▸ **EXERCISE GOAL**: Change "tall building" to "skyscraper" in the lines from the one containing "Exercise. Point out the tall building" through the one containing "182), (433, 183)]", and write out only those lines with nothing else altered.

[Pointing records]
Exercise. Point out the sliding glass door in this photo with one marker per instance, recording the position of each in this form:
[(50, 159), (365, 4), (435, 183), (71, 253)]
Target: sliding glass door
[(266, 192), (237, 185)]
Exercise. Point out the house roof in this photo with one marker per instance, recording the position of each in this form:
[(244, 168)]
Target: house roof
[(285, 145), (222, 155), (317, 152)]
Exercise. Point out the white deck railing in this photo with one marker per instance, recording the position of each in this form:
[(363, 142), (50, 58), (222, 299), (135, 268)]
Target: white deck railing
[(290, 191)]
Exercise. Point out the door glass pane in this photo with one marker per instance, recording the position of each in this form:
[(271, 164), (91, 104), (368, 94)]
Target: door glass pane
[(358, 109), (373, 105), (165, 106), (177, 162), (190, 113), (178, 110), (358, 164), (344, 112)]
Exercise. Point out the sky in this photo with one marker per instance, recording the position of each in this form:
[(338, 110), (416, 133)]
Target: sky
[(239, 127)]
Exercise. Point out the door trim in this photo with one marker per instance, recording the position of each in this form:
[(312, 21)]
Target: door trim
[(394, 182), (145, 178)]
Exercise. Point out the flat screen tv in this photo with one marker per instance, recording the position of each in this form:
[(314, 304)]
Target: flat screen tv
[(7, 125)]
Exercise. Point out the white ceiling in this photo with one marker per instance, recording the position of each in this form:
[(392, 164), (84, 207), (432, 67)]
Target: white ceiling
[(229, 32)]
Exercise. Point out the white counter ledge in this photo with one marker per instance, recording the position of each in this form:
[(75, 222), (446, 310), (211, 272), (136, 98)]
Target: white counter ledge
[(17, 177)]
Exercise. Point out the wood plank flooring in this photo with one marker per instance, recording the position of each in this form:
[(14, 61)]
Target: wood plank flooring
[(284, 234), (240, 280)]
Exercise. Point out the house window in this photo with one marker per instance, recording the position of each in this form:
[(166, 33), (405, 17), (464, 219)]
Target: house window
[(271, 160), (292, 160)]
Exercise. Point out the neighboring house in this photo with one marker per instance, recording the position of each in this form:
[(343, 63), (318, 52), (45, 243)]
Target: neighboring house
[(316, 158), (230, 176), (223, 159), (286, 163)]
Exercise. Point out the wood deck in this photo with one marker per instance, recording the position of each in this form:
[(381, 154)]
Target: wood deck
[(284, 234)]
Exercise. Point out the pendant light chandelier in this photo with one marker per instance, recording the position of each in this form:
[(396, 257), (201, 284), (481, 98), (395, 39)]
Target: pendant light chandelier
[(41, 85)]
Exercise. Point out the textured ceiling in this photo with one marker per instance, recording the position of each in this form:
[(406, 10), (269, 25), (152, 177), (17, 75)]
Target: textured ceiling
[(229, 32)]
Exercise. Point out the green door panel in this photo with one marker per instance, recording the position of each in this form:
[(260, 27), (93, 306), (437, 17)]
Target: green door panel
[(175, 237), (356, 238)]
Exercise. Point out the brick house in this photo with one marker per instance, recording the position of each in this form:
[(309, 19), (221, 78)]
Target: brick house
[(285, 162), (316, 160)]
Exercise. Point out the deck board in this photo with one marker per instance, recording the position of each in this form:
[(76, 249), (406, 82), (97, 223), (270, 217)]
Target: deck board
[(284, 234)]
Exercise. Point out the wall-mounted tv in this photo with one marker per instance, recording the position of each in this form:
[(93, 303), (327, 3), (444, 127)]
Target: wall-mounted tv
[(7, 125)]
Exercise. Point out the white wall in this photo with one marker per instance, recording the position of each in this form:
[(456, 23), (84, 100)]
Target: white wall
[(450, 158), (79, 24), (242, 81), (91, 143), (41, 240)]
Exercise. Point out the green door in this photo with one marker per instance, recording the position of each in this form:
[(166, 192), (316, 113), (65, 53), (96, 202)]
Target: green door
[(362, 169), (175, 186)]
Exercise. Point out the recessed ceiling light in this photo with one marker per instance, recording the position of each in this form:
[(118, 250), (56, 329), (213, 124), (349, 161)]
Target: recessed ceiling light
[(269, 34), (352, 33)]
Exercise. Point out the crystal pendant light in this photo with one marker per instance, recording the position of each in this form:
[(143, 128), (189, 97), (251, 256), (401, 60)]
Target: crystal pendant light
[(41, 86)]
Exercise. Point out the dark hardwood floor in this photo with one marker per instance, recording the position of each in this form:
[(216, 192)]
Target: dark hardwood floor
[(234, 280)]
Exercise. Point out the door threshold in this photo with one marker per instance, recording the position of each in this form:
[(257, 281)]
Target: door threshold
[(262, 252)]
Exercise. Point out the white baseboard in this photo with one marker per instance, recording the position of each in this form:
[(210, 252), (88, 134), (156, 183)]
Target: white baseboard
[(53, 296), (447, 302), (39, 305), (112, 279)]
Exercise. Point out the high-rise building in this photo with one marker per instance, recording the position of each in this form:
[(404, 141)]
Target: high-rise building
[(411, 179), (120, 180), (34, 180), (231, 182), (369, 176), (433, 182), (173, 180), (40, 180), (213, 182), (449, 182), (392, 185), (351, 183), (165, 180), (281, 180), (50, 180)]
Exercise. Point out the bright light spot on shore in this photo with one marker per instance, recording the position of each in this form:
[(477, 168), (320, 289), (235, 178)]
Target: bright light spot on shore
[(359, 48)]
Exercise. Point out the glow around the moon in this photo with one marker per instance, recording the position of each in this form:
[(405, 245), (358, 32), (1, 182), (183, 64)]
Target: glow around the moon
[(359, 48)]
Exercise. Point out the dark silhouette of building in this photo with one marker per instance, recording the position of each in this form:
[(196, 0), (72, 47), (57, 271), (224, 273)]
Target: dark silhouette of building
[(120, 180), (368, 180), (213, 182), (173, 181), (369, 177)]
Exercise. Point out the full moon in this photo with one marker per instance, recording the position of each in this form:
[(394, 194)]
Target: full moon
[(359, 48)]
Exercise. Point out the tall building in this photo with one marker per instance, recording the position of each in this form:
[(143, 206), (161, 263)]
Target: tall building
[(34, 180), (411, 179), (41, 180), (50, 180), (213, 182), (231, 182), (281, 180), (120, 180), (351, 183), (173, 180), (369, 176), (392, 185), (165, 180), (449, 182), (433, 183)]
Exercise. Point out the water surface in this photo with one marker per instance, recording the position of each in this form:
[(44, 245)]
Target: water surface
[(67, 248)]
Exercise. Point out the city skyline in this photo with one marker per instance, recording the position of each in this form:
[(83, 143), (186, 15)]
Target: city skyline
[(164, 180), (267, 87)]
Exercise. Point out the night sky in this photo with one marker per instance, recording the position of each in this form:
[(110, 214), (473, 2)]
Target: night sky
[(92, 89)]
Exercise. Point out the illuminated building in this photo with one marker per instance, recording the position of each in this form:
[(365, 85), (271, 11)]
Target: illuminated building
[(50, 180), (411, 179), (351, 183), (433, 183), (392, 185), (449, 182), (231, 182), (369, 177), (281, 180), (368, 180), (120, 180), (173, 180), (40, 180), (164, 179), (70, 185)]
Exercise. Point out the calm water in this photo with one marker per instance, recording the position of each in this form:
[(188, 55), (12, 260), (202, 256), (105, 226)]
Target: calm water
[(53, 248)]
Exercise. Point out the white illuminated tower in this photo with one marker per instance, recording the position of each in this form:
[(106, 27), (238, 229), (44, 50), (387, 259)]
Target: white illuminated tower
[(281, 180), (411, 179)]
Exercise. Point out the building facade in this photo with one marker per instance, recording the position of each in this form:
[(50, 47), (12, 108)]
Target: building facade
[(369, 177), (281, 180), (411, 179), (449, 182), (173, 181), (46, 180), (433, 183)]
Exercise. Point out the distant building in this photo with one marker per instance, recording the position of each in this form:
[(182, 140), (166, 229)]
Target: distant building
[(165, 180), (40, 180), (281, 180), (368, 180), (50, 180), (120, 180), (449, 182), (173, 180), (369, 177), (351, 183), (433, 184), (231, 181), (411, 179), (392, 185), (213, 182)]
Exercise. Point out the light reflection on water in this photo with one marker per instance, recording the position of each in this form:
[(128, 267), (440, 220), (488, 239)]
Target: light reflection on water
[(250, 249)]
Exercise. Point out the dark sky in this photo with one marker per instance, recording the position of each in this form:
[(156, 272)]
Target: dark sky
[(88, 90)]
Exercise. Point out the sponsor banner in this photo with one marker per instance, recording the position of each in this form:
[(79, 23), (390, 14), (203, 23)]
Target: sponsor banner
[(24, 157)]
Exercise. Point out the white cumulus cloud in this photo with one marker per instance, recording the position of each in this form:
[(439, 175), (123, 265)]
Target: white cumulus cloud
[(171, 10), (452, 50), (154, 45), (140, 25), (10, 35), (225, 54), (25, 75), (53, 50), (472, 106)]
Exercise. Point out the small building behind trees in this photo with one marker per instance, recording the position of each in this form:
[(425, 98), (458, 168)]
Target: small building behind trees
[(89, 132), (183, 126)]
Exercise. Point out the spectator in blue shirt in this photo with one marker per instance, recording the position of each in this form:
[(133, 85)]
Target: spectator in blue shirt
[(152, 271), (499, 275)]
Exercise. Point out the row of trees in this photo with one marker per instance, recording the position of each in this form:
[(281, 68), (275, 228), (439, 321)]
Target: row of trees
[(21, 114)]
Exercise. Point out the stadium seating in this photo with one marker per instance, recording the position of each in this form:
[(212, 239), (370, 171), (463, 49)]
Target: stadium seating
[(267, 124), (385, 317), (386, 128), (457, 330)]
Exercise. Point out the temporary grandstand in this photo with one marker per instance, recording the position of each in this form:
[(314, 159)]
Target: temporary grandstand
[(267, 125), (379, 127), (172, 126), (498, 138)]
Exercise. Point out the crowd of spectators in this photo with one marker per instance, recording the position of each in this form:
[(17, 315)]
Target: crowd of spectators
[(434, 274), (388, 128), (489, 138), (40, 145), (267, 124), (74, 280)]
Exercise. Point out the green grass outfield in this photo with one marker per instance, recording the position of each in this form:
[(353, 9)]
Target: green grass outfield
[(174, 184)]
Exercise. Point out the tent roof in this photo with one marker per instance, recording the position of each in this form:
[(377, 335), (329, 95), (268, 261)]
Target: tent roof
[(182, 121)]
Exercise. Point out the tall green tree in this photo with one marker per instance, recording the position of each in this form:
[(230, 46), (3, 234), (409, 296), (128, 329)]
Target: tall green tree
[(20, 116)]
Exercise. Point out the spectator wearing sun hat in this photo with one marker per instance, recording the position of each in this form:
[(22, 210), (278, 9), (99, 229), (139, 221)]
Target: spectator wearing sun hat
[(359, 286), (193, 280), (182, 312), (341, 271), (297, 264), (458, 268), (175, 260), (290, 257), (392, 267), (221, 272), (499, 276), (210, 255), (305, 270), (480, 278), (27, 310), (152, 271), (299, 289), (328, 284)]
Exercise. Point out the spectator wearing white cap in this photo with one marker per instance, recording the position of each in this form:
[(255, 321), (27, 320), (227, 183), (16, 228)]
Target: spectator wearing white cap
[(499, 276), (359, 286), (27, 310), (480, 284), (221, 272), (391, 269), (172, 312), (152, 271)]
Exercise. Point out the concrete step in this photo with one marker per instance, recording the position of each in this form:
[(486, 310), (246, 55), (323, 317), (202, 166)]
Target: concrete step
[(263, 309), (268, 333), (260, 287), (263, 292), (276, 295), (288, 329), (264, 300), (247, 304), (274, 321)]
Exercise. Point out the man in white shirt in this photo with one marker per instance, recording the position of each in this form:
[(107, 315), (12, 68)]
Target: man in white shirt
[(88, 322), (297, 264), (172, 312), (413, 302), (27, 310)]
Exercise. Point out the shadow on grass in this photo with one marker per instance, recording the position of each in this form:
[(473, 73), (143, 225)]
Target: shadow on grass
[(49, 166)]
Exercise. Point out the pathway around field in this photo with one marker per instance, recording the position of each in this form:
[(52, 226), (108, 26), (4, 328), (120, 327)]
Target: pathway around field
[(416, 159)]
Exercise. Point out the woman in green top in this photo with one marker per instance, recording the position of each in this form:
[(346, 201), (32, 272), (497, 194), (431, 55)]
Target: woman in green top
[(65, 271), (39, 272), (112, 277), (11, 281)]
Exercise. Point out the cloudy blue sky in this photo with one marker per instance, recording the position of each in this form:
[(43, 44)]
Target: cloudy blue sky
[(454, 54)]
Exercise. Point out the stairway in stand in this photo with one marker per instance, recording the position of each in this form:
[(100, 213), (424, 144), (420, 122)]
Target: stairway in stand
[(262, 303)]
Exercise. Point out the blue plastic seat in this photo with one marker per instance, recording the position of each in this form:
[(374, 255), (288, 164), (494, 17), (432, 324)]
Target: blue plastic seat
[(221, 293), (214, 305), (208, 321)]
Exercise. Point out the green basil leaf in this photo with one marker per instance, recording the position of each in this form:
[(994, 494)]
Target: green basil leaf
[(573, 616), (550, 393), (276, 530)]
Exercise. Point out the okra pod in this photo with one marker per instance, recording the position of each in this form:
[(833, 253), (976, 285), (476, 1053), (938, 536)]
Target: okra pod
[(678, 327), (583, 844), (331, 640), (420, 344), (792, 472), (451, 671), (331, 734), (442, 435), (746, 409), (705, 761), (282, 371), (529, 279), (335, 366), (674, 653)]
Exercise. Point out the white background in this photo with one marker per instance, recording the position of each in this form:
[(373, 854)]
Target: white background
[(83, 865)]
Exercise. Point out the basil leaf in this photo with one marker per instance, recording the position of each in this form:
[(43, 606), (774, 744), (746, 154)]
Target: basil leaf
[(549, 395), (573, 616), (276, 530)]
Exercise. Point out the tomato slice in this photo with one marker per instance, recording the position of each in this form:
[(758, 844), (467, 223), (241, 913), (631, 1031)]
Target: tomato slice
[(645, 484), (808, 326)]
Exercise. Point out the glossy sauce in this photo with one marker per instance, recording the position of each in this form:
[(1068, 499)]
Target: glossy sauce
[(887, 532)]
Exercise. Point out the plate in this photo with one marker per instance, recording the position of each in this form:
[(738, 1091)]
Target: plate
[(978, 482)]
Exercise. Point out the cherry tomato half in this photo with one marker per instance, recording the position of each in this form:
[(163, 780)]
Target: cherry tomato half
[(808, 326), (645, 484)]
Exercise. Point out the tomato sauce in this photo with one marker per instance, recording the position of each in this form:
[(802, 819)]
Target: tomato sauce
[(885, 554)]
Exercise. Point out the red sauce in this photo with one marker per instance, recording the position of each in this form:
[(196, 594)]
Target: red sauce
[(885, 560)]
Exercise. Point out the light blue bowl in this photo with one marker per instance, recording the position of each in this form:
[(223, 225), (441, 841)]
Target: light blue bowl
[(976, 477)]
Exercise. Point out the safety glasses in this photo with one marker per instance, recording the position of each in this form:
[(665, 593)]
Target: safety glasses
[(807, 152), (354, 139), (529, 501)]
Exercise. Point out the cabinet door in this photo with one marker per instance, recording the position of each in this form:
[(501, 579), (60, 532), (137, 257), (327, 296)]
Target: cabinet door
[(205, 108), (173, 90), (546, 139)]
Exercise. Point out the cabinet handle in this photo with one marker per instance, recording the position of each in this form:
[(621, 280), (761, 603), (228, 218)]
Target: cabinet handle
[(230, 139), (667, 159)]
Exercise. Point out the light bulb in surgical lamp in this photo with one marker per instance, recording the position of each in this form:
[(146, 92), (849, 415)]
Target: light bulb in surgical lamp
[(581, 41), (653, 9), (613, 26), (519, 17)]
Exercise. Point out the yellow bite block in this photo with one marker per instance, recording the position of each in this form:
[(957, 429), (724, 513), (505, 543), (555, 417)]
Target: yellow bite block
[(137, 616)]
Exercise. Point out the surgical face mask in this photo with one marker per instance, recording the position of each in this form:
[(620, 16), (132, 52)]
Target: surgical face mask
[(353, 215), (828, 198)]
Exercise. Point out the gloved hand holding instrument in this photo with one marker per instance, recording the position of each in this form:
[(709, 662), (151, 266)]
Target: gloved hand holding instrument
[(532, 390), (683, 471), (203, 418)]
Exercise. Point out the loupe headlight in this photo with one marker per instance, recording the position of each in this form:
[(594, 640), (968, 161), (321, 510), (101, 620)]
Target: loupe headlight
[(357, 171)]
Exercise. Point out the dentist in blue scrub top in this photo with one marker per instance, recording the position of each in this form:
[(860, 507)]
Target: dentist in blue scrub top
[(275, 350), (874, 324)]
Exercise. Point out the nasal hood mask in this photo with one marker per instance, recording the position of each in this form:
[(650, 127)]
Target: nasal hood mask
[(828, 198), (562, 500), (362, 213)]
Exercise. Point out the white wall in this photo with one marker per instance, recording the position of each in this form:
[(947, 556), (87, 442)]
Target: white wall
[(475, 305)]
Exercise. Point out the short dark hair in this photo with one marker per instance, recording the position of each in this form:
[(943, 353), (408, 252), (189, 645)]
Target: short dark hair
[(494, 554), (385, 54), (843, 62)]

▸ **CORRECT ANSWER**:
Exercise. Point out the skyscraper in this photo with one marker per instance, recording the position of each in this form:
[(143, 206), (161, 263)]
Target: skyscraper
[(34, 180), (411, 179), (41, 180), (50, 180), (213, 182), (231, 182), (281, 180), (120, 180), (351, 183), (173, 180), (369, 176), (392, 185), (165, 180), (449, 182), (433, 183)]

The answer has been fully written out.